Verilen görev:
Sağlanan metnin "Gerekçe ve Sonuç: 3065" sözcükleriyle başlayıp "onanmasına karar verilmiştir." sözcükleriyle biten kısmını birebir yazın.

#### Sağlanan metin

Logo

3. Hukuk Dairesi2023/2773 E. 2024/865 K.

Yapay Zeka Özeti

Uyuşmazlık: Davacının, davalı Sosyal Güvenlik Kurumu'na (SGK) faturalandırdığı tıbbi malzemeler nedeniyle KDV tahsil etmesinin Sağlık Uygulama Tebliği (SUT) hükümlerine ve mevzuata uygun olup olmadığı ve davalı SGK tarafından yapılan kesintilerin haklı olup olmadığına ilişkin uyuşmazlık.

Gerekçe ve Sonuç: 3065 sayılı Katma Değer Vergisi Kanunu ve Sağlık Uygulama Tebliği hükümlerine göre KDV istisnasının bulunmasına rağmen, 01.08.2014 tarihinden sonraki ödemelerde KDV muafiyetinin uygulanacağı ve bu tarihten önce yapılan KDV ödemelerinde hukuka aykırılık bulunmadığı gözetilerek davalı SGK'nın temyiz itirazlarının reddiyle Bölge Adliye Mahkemesi kararının onanmasına karar verilmiştir.

Karar Metni

"İçtihat Metni"

MAHKEMESİ : Diyarbakır Bölge Adliye Mahkemesi 6. Hukuk Dairesi

SAYISI : 2021/74 E., 2023/36 K.

İLK DERECE MAHKEMESİ : Elazığ 3. Asliye Hukuk Mahkemesi

SAYISI : 2019/250 E., 2020/153 K.

Taraflar arasındaki alacak davasından dolayı yapılan yargılama sonunda İlk Derece Mahkemesince davanın kısmen kabulüne karar verilmiştir.

########
#### Veri kümesi kayıtları

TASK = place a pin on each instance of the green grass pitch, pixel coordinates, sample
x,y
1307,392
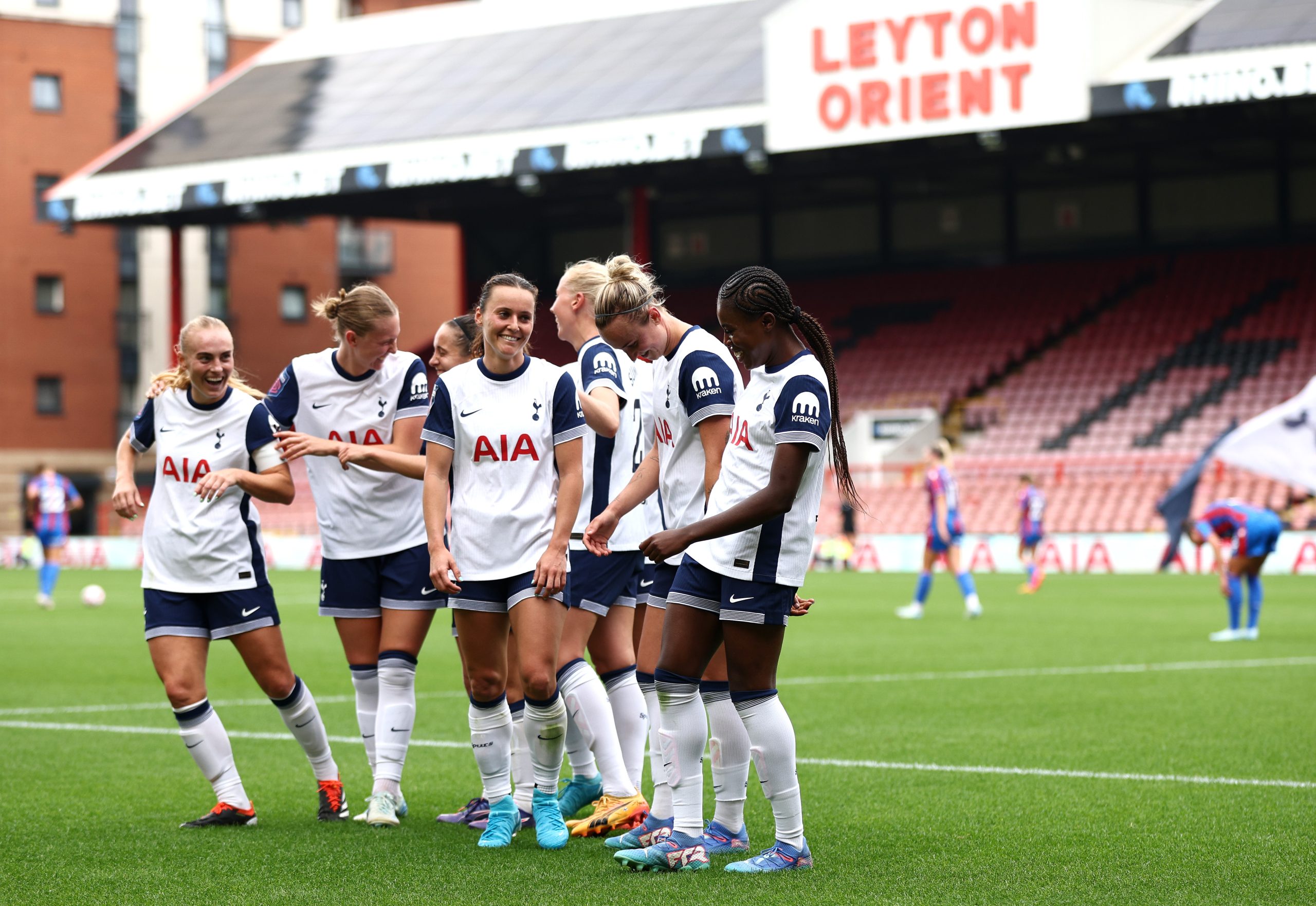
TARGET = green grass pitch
x,y
93,817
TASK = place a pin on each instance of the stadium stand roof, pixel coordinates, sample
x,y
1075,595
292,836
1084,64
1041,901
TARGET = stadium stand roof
x,y
507,88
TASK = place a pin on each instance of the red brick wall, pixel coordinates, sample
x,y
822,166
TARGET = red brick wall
x,y
78,345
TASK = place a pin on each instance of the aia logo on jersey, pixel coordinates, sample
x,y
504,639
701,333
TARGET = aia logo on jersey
x,y
740,434
606,363
172,470
370,438
806,408
704,382
524,446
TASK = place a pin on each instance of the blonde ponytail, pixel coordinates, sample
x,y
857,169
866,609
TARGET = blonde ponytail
x,y
178,379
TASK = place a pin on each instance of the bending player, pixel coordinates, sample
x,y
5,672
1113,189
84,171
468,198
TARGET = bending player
x,y
356,412
746,559
50,499
944,534
694,394
1241,535
605,702
1032,504
507,429
203,571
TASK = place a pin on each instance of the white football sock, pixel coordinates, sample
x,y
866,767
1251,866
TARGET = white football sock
x,y
682,738
728,747
589,711
661,805
303,719
491,742
545,731
523,770
208,745
631,718
365,680
773,749
395,718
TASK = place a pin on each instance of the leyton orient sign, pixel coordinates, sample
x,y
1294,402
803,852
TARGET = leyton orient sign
x,y
857,71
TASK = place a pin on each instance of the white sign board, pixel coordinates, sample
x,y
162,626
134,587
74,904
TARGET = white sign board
x,y
856,71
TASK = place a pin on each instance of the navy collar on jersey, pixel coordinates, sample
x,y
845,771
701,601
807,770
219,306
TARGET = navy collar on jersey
x,y
511,375
773,370
207,406
673,354
333,357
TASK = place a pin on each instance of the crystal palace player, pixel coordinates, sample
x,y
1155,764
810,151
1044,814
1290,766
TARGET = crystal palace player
x,y
357,410
203,571
503,436
50,499
748,557
1251,534
695,387
606,709
1032,504
944,534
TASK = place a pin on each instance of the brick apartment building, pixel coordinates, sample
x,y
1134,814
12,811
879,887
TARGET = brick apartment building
x,y
87,311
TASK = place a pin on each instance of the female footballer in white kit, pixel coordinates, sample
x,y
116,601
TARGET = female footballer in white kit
x,y
606,709
503,437
357,400
695,386
203,564
748,558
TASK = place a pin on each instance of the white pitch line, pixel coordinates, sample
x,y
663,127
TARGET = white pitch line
x,y
1052,671
161,707
1060,772
782,681
828,763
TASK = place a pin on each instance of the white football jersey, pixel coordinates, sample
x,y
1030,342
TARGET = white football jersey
x,y
697,382
502,431
187,545
789,404
361,512
645,398
609,463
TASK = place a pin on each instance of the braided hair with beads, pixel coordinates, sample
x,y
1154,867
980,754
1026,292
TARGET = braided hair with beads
x,y
760,290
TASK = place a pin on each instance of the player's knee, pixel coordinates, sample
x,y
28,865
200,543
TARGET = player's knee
x,y
485,684
537,681
184,692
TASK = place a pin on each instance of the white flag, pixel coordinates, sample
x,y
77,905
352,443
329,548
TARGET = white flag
x,y
1280,443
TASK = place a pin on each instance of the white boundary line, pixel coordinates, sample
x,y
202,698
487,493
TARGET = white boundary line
x,y
783,681
828,763
1053,671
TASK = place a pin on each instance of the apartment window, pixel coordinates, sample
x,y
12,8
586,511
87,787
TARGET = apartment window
x,y
293,304
46,94
40,186
50,396
50,295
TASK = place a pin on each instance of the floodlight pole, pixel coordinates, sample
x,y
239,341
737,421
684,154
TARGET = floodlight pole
x,y
175,290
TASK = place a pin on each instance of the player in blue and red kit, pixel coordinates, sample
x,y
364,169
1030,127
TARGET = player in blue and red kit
x,y
1032,503
944,533
50,499
1252,533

########

Görevin yanıtı:
Gerekçe ve Sonuç: 3065 sayılı Katma Değer Vergisi Kanunu ve Sağlık Uygulama Tebliği hükümlerine göre KDV istisnasının bulunmasına rağmen, 01.08.2014 tarihinden sonraki ödemelerde KDV muafiyetinin uygulanacağı ve bu tarihten önce yapılan KDV ödemelerinde hukuka aykırılık bulunmadığı gözetilerek davalı SGK'nın temyiz itirazlarının reddiyle Bölge Adliye Mahkemesi kararının onanmasına karar verilmiştir.